** Begin Exercise materials **

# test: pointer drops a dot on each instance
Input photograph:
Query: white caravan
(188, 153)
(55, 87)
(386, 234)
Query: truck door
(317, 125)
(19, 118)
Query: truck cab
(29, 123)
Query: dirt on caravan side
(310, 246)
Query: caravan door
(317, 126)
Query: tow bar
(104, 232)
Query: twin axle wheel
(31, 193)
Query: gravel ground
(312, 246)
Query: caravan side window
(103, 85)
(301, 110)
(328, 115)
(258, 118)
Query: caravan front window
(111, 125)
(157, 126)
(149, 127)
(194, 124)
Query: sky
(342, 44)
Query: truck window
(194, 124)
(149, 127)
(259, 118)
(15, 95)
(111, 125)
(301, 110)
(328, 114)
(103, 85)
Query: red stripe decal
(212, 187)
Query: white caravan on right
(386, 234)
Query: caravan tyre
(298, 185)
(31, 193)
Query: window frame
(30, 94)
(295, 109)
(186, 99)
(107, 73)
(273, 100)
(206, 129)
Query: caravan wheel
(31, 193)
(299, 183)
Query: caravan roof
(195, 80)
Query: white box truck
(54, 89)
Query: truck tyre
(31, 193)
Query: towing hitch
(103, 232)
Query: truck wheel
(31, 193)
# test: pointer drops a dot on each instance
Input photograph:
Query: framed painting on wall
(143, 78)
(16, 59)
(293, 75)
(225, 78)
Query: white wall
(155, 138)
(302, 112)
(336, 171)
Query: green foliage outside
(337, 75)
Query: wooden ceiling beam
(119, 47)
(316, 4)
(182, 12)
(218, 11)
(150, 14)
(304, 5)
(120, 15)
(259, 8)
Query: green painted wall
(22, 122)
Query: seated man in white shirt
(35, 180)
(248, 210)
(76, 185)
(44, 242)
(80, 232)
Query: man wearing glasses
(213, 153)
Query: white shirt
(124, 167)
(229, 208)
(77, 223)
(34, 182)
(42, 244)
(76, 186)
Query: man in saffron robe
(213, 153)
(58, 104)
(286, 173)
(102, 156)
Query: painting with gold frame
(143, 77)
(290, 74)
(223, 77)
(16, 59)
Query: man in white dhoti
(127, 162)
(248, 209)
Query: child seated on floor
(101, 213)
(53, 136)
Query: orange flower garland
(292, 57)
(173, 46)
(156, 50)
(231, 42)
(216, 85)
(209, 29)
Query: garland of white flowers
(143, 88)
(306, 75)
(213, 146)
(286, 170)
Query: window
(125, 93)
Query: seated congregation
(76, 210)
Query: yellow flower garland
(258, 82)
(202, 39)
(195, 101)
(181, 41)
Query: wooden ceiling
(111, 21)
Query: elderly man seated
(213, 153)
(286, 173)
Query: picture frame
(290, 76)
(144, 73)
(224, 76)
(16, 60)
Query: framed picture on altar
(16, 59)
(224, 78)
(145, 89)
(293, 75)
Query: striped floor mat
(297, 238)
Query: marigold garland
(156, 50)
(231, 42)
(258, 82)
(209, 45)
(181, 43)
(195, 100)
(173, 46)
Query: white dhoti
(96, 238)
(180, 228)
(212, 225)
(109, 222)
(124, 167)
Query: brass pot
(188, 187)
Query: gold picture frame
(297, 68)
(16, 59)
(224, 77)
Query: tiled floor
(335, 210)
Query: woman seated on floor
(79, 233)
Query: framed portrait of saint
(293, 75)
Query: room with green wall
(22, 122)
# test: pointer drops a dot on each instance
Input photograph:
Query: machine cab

** End Exercise materials **

Copy the material above, line for line.

Solution
# test: pointer drops a dot on each instance
Input photograph:
Query: white caravan
(188, 153)
(55, 87)
(386, 234)
Query: truck door
(317, 125)
(19, 118)
Query: truck cab
(29, 123)
Query: dirt on caravan side
(310, 246)
Query: caravan door
(317, 126)
Query: tow bar
(104, 232)
Query: twin axle wheel
(31, 193)
Query: gravel ground
(312, 246)
Query: caravan side window
(103, 85)
(301, 110)
(328, 115)
(258, 118)
Query: caravan front window
(111, 125)
(157, 126)
(149, 127)
(194, 124)
Query: sky
(342, 44)
Query: truck window
(194, 124)
(149, 127)
(259, 118)
(15, 95)
(111, 125)
(301, 110)
(328, 114)
(103, 85)
Query: red stripe decal
(212, 187)
Query: white caravan on right
(386, 234)
Query: caravan tyre
(298, 185)
(31, 193)
Query: window frame
(30, 94)
(295, 109)
(186, 99)
(107, 73)
(273, 100)
(206, 129)
Query: caravan wheel
(31, 193)
(299, 183)
Query: caravan roof
(195, 80)
Query: white box truck
(54, 89)
Query: truck tyre
(31, 193)
Query: towing hitch
(103, 232)
Query: truck wheel
(31, 193)
# test: pointer drops a dot on each instance
Input photograph:
Query: framed painting on wall
(143, 78)
(16, 59)
(293, 75)
(225, 78)
Query: white wall
(155, 138)
(302, 112)
(336, 171)
Query: green foliage outside
(337, 75)
Query: wooden ceiling beam
(119, 47)
(316, 4)
(182, 12)
(218, 11)
(150, 14)
(304, 5)
(120, 15)
(259, 8)
Query: green painted wall
(22, 122)
Query: seated man in white shirt
(35, 180)
(248, 210)
(76, 185)
(44, 242)
(80, 232)
Query: man wearing glasses
(213, 153)
Query: white shirt
(124, 167)
(229, 208)
(77, 223)
(34, 182)
(42, 244)
(76, 186)
Query: man in saffron robe
(213, 153)
(58, 104)
(286, 173)
(102, 156)
Query: painting with gold frame
(143, 77)
(290, 74)
(223, 77)
(16, 59)
Query: man in white dhoti
(127, 162)
(248, 209)
Query: child seated on floor
(101, 213)
(53, 136)
Query: orange flower garland
(292, 57)
(173, 46)
(156, 50)
(231, 42)
(216, 85)
(209, 29)
Query: garland of white flowers
(143, 88)
(306, 75)
(213, 146)
(286, 170)
Query: window
(125, 93)
Query: seated congregation
(76, 210)
Query: yellow flower garland
(258, 82)
(202, 39)
(195, 101)
(181, 41)
Query: wooden ceiling
(111, 21)
Query: elderly man seated
(213, 153)
(286, 173)
Query: picture frame
(290, 76)
(144, 73)
(224, 76)
(16, 60)
Query: framed picture on altar
(16, 59)
(224, 78)
(145, 89)
(293, 75)
Query: striped floor mat
(297, 238)
Query: marigold garland
(156, 50)
(231, 42)
(258, 82)
(209, 45)
(181, 43)
(195, 100)
(173, 46)
Query: white dhoti
(96, 238)
(180, 228)
(212, 225)
(109, 222)
(124, 167)
Query: brass pot
(188, 187)
Query: gold picture frame
(297, 68)
(16, 59)
(224, 77)
Query: tiled floor
(335, 210)
Query: woman seated on floor
(79, 233)
Query: framed portrait of saint
(293, 75)
Query: room with green wall
(22, 122)
# test: pointer drops a dot on each instance
Input photograph:
Query: machine cab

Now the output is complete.